### What needs to be done
In full and unchanged, set down the entries that follow, with no images.
※
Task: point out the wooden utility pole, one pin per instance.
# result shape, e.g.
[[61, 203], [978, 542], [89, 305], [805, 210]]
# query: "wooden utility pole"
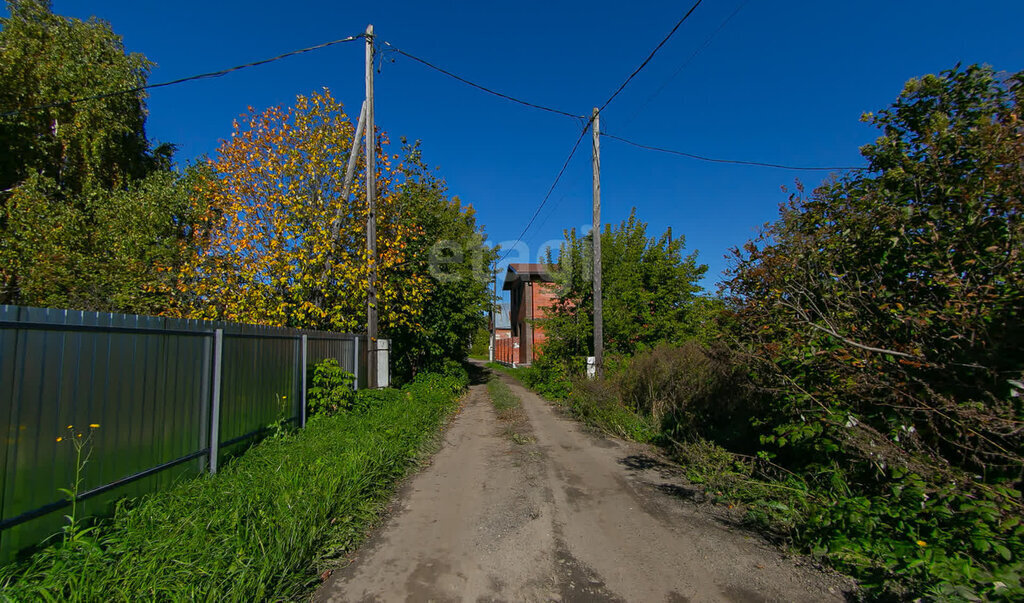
[[346, 188], [371, 147], [596, 232]]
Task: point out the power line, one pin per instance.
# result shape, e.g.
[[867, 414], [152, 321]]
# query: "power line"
[[651, 55], [732, 161], [550, 190], [479, 87], [590, 121], [182, 80], [689, 59]]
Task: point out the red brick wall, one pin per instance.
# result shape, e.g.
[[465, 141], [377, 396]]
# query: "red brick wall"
[[544, 296]]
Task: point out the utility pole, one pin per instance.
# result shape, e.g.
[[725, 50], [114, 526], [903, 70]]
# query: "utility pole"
[[371, 147], [596, 232], [495, 309]]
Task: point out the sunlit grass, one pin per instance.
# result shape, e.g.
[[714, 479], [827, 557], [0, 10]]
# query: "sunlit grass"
[[263, 527]]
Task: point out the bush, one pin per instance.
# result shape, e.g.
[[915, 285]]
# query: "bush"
[[598, 403], [686, 388]]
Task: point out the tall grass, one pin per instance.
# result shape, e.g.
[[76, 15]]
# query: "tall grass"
[[258, 529]]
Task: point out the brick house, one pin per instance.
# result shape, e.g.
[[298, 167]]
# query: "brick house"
[[532, 291]]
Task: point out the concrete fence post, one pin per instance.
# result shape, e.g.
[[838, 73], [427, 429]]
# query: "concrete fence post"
[[218, 352], [383, 362], [355, 362], [305, 370]]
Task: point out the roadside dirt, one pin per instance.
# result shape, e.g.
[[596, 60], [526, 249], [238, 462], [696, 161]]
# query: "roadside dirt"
[[562, 515]]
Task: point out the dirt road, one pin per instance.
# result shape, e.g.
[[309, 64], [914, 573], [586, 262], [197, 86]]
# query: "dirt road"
[[565, 517]]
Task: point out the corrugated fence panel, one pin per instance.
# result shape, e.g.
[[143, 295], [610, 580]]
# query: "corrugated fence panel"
[[146, 383]]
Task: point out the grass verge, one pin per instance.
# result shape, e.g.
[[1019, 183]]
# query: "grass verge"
[[259, 529], [510, 412]]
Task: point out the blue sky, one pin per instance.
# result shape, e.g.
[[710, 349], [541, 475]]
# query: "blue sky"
[[782, 82]]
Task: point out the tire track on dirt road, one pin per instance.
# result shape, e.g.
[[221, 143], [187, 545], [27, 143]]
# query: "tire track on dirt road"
[[567, 516]]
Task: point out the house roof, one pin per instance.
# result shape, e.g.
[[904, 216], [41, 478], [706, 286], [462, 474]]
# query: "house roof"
[[502, 318], [519, 272]]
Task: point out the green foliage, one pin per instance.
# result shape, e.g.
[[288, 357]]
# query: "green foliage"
[[480, 345], [649, 292], [260, 528], [459, 271], [881, 317], [597, 403], [90, 214], [332, 388]]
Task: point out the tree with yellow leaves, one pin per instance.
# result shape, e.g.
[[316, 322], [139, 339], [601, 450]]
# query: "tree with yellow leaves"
[[279, 244]]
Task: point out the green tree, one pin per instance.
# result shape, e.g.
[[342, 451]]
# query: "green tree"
[[898, 294], [452, 248], [86, 203], [883, 313], [649, 292]]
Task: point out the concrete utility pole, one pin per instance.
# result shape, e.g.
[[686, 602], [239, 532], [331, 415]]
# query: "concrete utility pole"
[[598, 303], [371, 147]]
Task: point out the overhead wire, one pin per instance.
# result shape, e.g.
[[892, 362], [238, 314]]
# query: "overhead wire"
[[688, 60], [216, 74], [550, 190], [590, 121], [651, 55], [732, 161], [480, 87]]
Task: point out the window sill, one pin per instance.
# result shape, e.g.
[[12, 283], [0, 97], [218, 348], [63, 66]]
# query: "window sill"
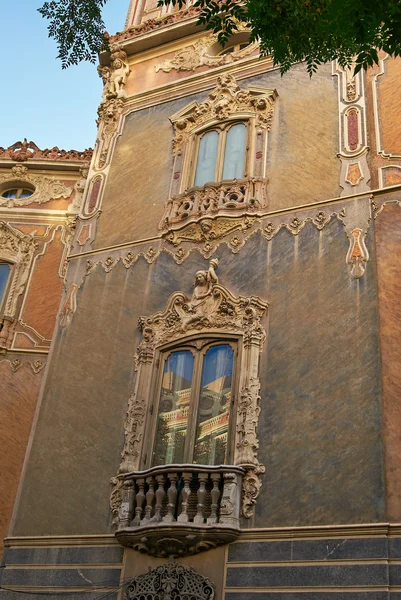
※
### Output for this exercise
Task: point out the wooden utility pole, one pin per instance.
# result shape, e.g.
[[61, 203], [978, 542], [89, 305], [805, 210]]
# query: "wooden utility pole"
[[346, 188], [371, 147], [596, 232]]
Task: point out the power line, one pin per instance.
# result shape, e.g.
[[867, 414], [152, 321]]
# query: "power line"
[[651, 55], [732, 161], [550, 190], [479, 87], [590, 121], [182, 80], [689, 59]]
Task: point out the red brick wall, one pin per instance.
# result shape, e.g.
[[465, 141], [377, 396]]
# query: "red brick wall"
[[544, 296]]
Task: point out the utility pole, one pin per instance.
# result shape, e.g.
[[725, 50], [114, 526], [903, 70]]
# query: "utility pole"
[[371, 147], [596, 232], [495, 309]]
Task: point out the sunlit grass, one pin per instance.
# result shape, e.g.
[[714, 479], [827, 557], [0, 10]]
# query: "sunlit grass"
[[263, 527]]
Task: point out the bush, one pin per instance.
# result shape, e.g.
[[915, 285]]
# query: "bush"
[[598, 403], [686, 388]]
Task: point out the tall grass, one pin per instance.
# result shape, e.g.
[[76, 15]]
# query: "tall grass"
[[258, 529]]
Task: point out the brick house, one pin per instance.
# result shape, e.g.
[[298, 167]]
# query: "brick house"
[[532, 291]]
Task: point out the concrete fence post, one pin per instance.
# result shape, e.g.
[[838, 73], [427, 429]]
# query: "concrete fence post"
[[218, 352], [383, 362], [355, 362], [305, 370]]
Task: point out the roadside dirt, one pin per instance.
# result shape, e.g.
[[596, 60], [526, 249], [238, 462], [696, 161]]
# query: "roadside dirt"
[[562, 515]]
Task: point out the dirt road, one pin per instance.
# result shape, e.g.
[[309, 64], [914, 573], [586, 262], [197, 86]]
# query: "dirt road"
[[565, 517]]
Task: point out the corrugated fence panel, one pin per instance.
# result shape, e.g.
[[143, 295], [610, 580]]
# query: "corrugated fence panel"
[[146, 383]]
Task: point out the grass verge, one pin per instance.
# result shape, e.g.
[[1019, 183]]
# query: "grass verge"
[[259, 529], [510, 412]]
Task: point out the blue sky, one pin per instance.
# result shape, e.g.
[[710, 349], [541, 475]]
# query: "blue sky"
[[782, 82]]
Task: point out the tire track on dirt road, one pin per instance.
# result shape, e.g.
[[221, 143], [187, 545], [27, 143]]
# query: "tire track on dirt road"
[[567, 516]]
Task: point out the house roof, one pin per instance.
# result shape, e.g.
[[904, 216], [41, 478], [706, 286], [462, 474]]
# query: "house roof"
[[502, 318], [519, 272]]
Task: point out the green foliage, one pin per instance.
# result shape, e.g.
[[288, 357]]
# query: "green foliage"
[[480, 345], [649, 292], [260, 528], [459, 271], [881, 317], [597, 403], [90, 214], [332, 388]]
Task: point out the tree with yellow leaves, one pin per instance.
# result shape, e.g.
[[316, 322], [139, 339], [601, 450]]
# query: "tree with yellow leaves"
[[279, 244]]
Task: point out the green tree, one pin per instance.
# result shape, e.g.
[[342, 451]]
# query: "green tree"
[[898, 294], [452, 248], [86, 203], [883, 313], [649, 292]]
Task: point out the concrete utility pole, one pin per instance.
# result shape, e.g.
[[686, 602], [239, 532], [331, 415]]
# query: "concrete utility pole"
[[598, 303], [371, 147]]
Task: point out the overhead wire, one pin per instance.
# result shape, e.g.
[[892, 362], [238, 314]]
# query: "overhead wire"
[[688, 60], [216, 74], [550, 190], [590, 121], [651, 55], [732, 161], [480, 87]]
Task: point out the window sill, one pin per instance.
# result shape, e.g.
[[12, 283], [0, 97], [218, 348], [63, 66]]
# query: "window sill"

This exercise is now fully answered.